EXERCISE OBJECTIVE:
Please reproduce only the part of the entries that opens with the line containing "the swan as" and closes with the line containing "50], [109, 32]]", shifting every coordinate in its answers up by 79 and keeping the rest of those lines unchanged.
_ _ _
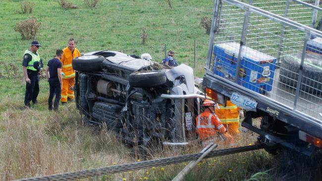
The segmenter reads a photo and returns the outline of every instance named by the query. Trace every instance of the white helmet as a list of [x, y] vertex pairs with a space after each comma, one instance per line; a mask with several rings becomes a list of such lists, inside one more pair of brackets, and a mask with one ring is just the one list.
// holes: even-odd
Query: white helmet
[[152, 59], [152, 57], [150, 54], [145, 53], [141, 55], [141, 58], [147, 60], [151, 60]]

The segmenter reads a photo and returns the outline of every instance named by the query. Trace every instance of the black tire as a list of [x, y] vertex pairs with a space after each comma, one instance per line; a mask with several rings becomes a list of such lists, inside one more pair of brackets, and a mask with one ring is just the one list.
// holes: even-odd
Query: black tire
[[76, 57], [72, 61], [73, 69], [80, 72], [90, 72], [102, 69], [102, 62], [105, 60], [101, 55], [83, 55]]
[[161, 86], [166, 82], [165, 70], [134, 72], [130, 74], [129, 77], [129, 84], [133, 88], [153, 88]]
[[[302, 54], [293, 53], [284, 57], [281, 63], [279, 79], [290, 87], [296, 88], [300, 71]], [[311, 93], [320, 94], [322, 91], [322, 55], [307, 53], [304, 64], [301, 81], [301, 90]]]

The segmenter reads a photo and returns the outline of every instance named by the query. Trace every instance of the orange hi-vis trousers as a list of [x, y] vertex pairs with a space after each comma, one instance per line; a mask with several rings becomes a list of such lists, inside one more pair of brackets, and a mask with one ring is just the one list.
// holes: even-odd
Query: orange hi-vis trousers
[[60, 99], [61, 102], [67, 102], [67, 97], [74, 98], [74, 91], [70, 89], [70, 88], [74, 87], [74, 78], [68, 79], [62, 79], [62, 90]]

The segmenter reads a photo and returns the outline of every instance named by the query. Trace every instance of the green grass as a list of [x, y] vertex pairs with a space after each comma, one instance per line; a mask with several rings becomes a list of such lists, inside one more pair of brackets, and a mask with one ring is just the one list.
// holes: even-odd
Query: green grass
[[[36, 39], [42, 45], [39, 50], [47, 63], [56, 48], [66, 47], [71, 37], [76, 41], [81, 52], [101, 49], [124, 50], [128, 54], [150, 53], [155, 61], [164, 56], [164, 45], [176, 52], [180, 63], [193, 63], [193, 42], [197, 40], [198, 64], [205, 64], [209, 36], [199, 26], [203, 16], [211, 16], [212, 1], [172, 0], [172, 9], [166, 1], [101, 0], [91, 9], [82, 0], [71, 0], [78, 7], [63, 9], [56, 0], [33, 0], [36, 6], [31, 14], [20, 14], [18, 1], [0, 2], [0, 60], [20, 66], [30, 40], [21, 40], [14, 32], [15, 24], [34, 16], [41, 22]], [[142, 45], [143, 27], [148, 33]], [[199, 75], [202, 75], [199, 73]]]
_ _ _
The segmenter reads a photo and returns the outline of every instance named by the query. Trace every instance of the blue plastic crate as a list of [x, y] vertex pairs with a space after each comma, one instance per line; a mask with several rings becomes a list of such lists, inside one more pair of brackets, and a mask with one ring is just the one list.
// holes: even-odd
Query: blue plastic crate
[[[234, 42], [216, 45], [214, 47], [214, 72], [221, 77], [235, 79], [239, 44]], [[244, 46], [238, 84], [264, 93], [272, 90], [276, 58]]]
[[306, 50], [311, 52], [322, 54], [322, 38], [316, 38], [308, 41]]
_ _ _
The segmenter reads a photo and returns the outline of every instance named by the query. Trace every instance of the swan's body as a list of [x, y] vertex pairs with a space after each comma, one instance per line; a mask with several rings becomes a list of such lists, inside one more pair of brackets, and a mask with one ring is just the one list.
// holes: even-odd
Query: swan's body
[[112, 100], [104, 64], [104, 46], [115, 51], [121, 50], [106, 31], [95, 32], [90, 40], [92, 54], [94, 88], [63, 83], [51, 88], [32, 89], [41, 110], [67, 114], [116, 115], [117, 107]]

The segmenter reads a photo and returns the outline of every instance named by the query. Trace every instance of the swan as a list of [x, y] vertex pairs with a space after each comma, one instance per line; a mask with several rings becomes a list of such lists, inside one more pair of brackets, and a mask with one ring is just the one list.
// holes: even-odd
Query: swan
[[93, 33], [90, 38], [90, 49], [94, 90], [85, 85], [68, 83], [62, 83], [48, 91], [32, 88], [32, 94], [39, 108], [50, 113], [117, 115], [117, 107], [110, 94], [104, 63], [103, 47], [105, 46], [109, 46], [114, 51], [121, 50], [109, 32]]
_ _ _
SOLUTION:
The segmenter reads a photo and returns the outline of every instance named by the query. Trace every instance of the swan as a list of [x, y] vertex pairs with a space after each comma, one instance per line; a mask with several rings becomes a list of such lists, inside one more pair of brackets, and a mask with one ring is just the one list.
// holes: even-odd
Query: swan
[[172, 112], [169, 117], [169, 128], [173, 169], [164, 164], [147, 162], [141, 162], [127, 170], [111, 167], [111, 173], [118, 187], [129, 192], [196, 194], [196, 186], [189, 173], [183, 142], [182, 126], [184, 125], [188, 125], [193, 130], [200, 129], [188, 111]]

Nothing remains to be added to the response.